» Exercise brief
Extend the review of Puro Peru, the Peruvian restaurant in Sunnyvale's Lakewood Shopping Center, beginning right after its final sentence.

» Source excerpt
= = = = = = =

Bland-looking shopping centers are the portals to Silicon Valley’s best food. The South Bay’s culinary strength lies in its so-called ethnic food, traditional restaurants typically found in shopping centers where rent is cheap. In these places, one can find food cooked by immigrants for immigrants;and for those who know their way around the strip malls of the valley.

If there’s a spot that epitomizes Silicon Valley’s shopping-center-based cuisine, it’s Sunnyvale’s Lakewood Shopping Center. Located off Lawrence Expressway just east of 101, the collection of shops seems unremarkable to the untrained eye, but a closer look reveals the variety of South Bay dining in one stop. There’s the great Hong Kong Saigon dim sum restaurant as well as a Japanese restaurant, a Mexican restaurant, a Vietnamese restaurant, a pizza place, a bubble tea emporium and even a Chinese grocery store. Last week, I made a discovery at the very end of the shopping center: Puro Peru.

This Peruvian restaurant actually took the place of another Peruvian restaurant I never made it to. The owners have done a great job with the dining room;brownish walls, terra-cotta tile details and a tidy-looking corner bar (beer and wine only).

My only gripes are that it’s often too cold, and they endlessly play DVDs of Peruvian concerts on a TV that dominates the dining room. Who wants to watch TV when they go out to eat? But that’s easy to forgive because service is fast and attentive, and the staff clearly likes talking about Peruvian food.

= = = = = = =

» Collected material

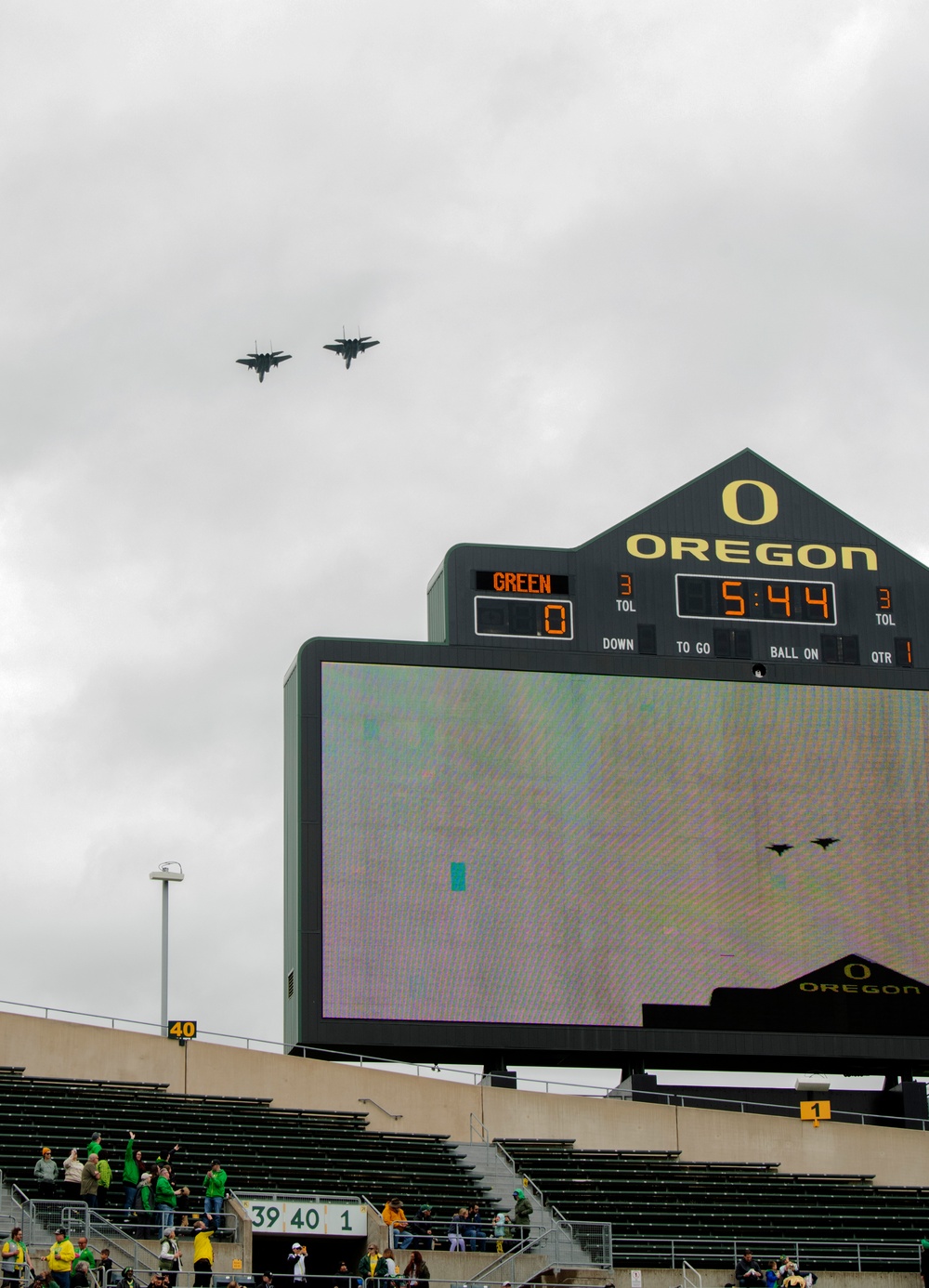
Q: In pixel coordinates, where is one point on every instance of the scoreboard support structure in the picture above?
(658, 800)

= = = = = = =

» Exercise answer
Peruvian cuisine sounds exotic, but at least as far as it’s expressed in Silicon Valley, it’s quite tame. There’s a lot of meat and potatoes, and rice and beans; often all on the same plate. It many ways, it resembles Spanish food, with paella-like dishes, grilled and fried seafood and stewed meats.

There’s a Japanese influence that runs through the cuisine as evidenced by stir-fry dishes such as lomo saltado ($13.50): strips of beef and vegetables pan fried with a light soy sauce/wine glaze and fried potatoes. It tastes somewhat as if a 1970s Midwestern housewife decided to get a little zany and spice up the same old steak and potatoes.

Other standards take familiar ingredients and render them into something different. Tacu tacu de carne ($14) is basically a fried patty of rice and beans with a thin steak and fried egg on top. How’s that for comfort food? But there’s something about the fried rice and bean concoction that’s especially delicious.

Causa de pollo ($8.50) consists of basically super smooth mashed potatoes layered with overly mayonnaisey chicken salad and a squiggle of more mayo on top. Skip this one.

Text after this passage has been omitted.